» Short exercise 1: Please print the passage of the email on open-access publishing costs from "Joe Esposito" to "scholarly books?", word for word.
» Short exercise 2: Go on with the email on open-access publishing costs, picking up after its last line.

Let's hope that the OA movement follows Heather's financial 
guidelines.

Joe Esposito

----- Original Message -----
From: "Heather Morrison" <heatherm@eln.bc.ca>
To: <liblicense-l@lists.yale.edu>
Sent: Thursday, December 04, 2008 12:57 PM
Subject: RE: Should university presses adopt an OA model for all of their
scholarly books?

> Nawin Gupta wrote:
>
> Here is an approximation of costs for purposes of this
> discussion:
>
> Managing Editor - ranging from half-time to full-time with an
> editorial assistant - $30,000 to $100,000
>
> Editorial Office - $5,000 to $25,000
>
> Editorial Processing, from acceptance to ready for publishing in
> print and online, including copy-editing and peer review system -
> ~ $100/page; ranging from $40,000 (for a quarterly journal with
> 100 editorial pages per issue) to $200,000 for around 2,000
> editorial pages
>
> ***
>
> Questions:
>
> 1. Can you clarify that these are two ways of expressing
>    editing costs (Editorial Staff + Office), OR Editorial
>    processing costs?  Or am I misreading this?

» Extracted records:

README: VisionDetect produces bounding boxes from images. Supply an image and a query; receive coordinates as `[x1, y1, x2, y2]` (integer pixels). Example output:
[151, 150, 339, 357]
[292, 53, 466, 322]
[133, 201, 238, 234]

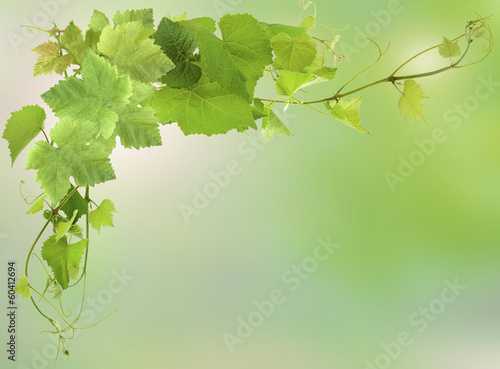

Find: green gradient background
[0, 0, 500, 369]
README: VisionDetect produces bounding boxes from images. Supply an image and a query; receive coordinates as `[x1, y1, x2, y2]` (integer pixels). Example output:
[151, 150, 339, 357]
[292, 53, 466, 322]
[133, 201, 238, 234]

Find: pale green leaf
[271, 33, 316, 71]
[276, 70, 315, 96]
[89, 10, 109, 32]
[42, 235, 88, 290]
[42, 50, 132, 138]
[14, 275, 31, 299]
[2, 105, 46, 165]
[439, 37, 460, 58]
[56, 210, 78, 241]
[32, 41, 71, 76]
[398, 79, 427, 123]
[26, 118, 115, 203]
[61, 21, 88, 65]
[26, 194, 47, 215]
[113, 8, 155, 28]
[153, 77, 256, 136]
[197, 14, 272, 102]
[97, 21, 175, 83]
[325, 97, 368, 133]
[89, 199, 116, 233]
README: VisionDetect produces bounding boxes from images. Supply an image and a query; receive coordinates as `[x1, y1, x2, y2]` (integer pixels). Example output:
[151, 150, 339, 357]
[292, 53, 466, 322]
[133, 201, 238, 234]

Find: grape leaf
[89, 199, 116, 233]
[42, 235, 88, 290]
[196, 14, 272, 102]
[153, 77, 257, 136]
[177, 17, 216, 32]
[26, 118, 115, 203]
[155, 17, 201, 88]
[61, 21, 88, 65]
[439, 37, 460, 58]
[2, 105, 46, 165]
[276, 70, 315, 96]
[254, 99, 293, 141]
[89, 10, 109, 32]
[259, 22, 306, 40]
[271, 33, 316, 71]
[113, 8, 155, 29]
[398, 79, 427, 123]
[56, 210, 78, 241]
[61, 185, 89, 223]
[26, 194, 47, 215]
[97, 21, 175, 83]
[42, 50, 132, 138]
[14, 275, 31, 299]
[32, 41, 71, 76]
[325, 97, 368, 133]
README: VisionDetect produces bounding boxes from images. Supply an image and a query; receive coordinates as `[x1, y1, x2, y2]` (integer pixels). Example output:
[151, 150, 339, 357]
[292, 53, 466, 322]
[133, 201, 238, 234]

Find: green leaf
[56, 210, 78, 241]
[14, 275, 31, 299]
[113, 8, 155, 29]
[325, 97, 368, 133]
[196, 14, 272, 102]
[2, 105, 46, 165]
[61, 21, 88, 65]
[439, 37, 460, 58]
[42, 235, 88, 290]
[259, 22, 306, 40]
[26, 118, 115, 203]
[153, 77, 257, 136]
[68, 265, 80, 278]
[181, 17, 216, 32]
[61, 185, 89, 223]
[52, 284, 62, 300]
[115, 82, 162, 149]
[398, 79, 427, 123]
[42, 51, 132, 138]
[32, 41, 71, 76]
[89, 199, 116, 233]
[155, 17, 201, 88]
[276, 70, 315, 96]
[26, 194, 47, 215]
[260, 109, 293, 142]
[271, 33, 316, 71]
[97, 21, 175, 83]
[89, 10, 109, 32]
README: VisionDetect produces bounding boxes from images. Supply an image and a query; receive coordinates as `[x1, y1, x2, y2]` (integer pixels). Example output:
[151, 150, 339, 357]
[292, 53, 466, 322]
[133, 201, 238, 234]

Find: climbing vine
[3, 2, 493, 355]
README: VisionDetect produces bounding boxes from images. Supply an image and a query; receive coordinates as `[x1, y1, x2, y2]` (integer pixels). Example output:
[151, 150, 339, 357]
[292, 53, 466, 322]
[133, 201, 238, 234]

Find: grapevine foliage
[3, 2, 492, 354]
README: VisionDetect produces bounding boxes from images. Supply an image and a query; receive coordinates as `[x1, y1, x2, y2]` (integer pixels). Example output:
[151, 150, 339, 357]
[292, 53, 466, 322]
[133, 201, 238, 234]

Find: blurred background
[0, 0, 500, 369]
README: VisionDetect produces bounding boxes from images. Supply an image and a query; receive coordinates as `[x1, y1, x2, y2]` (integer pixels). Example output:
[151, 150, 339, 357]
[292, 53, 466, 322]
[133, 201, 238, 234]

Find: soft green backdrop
[0, 0, 500, 369]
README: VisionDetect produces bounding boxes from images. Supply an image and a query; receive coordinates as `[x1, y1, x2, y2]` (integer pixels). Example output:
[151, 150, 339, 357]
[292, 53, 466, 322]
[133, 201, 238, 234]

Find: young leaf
[398, 79, 427, 123]
[196, 14, 272, 103]
[271, 33, 316, 71]
[61, 185, 89, 223]
[89, 200, 116, 233]
[26, 118, 115, 203]
[26, 194, 47, 215]
[32, 41, 71, 76]
[153, 77, 257, 136]
[14, 275, 31, 299]
[97, 21, 175, 83]
[56, 210, 78, 241]
[42, 51, 132, 138]
[276, 70, 315, 96]
[61, 21, 88, 65]
[42, 235, 88, 290]
[115, 81, 161, 149]
[325, 97, 368, 133]
[439, 37, 460, 58]
[89, 10, 109, 32]
[113, 8, 155, 29]
[2, 105, 46, 165]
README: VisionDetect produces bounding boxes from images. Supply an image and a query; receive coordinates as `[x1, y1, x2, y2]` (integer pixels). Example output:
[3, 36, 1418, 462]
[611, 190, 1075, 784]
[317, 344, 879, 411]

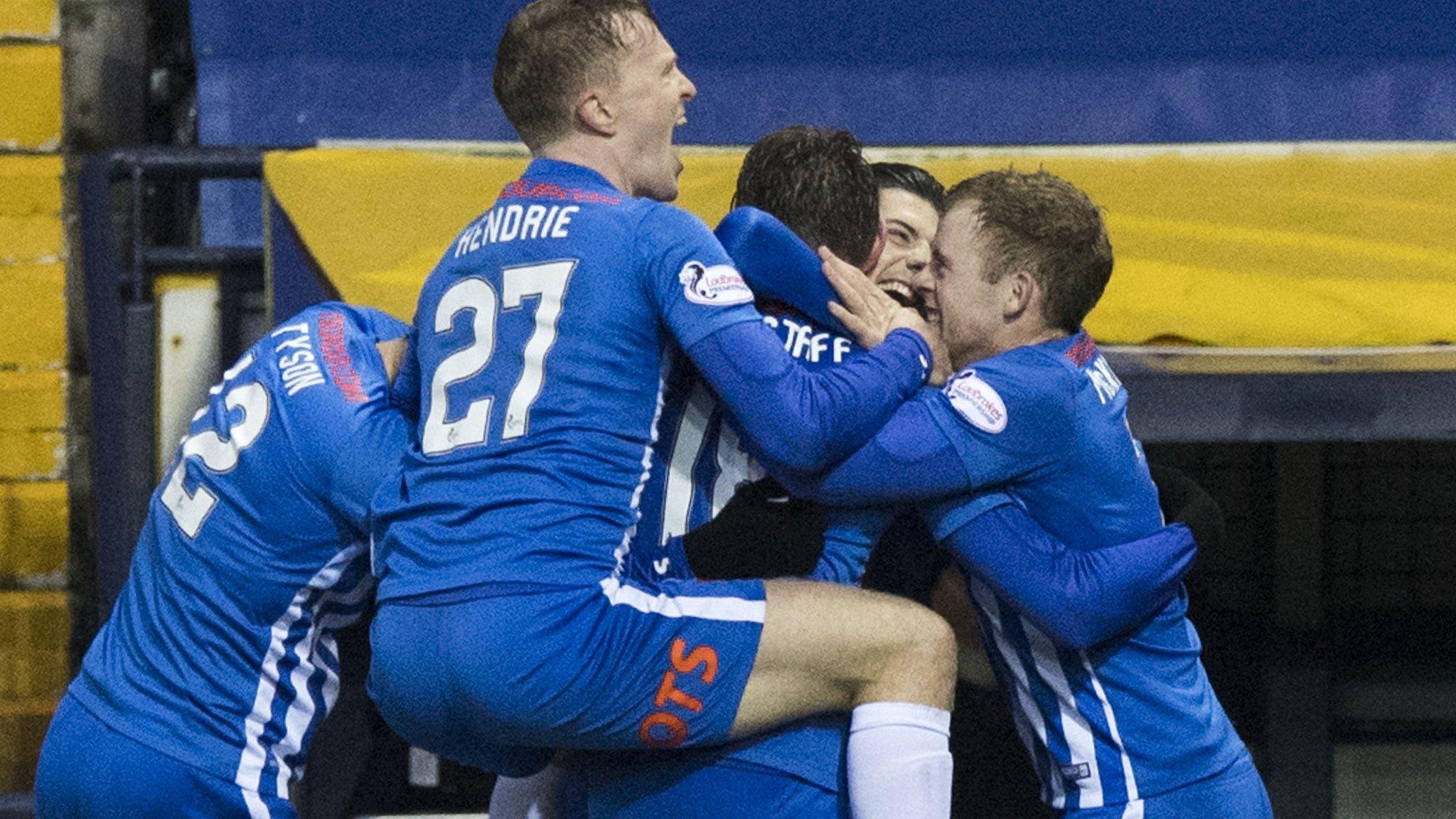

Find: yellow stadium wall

» Output 1:
Joe Esposito

----- Original Message -----
From: "Heather Morrison" <heatherm@eln.bc.ca>
To: <liblicense-l@lists.yale.edu>
Sent: Thursday, December 04, 2008 12:57 PM
Subject: RE: Should university presses adopt an OA model for all of their
scholarly books?

» Output 2:
>
> 2. $100 per page for copyediting and peer review seems very
>    steep. Is as example of a journal where these functions are
>    provided by paid editorial staff?
>
> Comment:
>
> The cost estimates for university press publishing provided by
> Gupta and Thatcher are very different.  This is quite common in
> scholarly publishing, and makes much more sense than one would
> think at first. Almost anything in scholarly publishing can be
> done either on a purely volunteer / in-kind support basis, or by
> paying for services, or something in between (e.g., an editorial
> salary only partially reflecting the work involved).  Because
> this is part of the work of the scholar, there can be a vast
> difference in cost which does not necessarily correlate with
> quality.  Some of the society journals are produced at very low
> costs compared with the commercial sector, for example, yet are
> very highly regarded for their quality, often moreso than
> commercial journals.
>
> Any opinion expressed in this e-mail is that of the author alone,
> and does not represent the opinion or policy of BC Electronic
> Library Network or Simon Fraser University Library.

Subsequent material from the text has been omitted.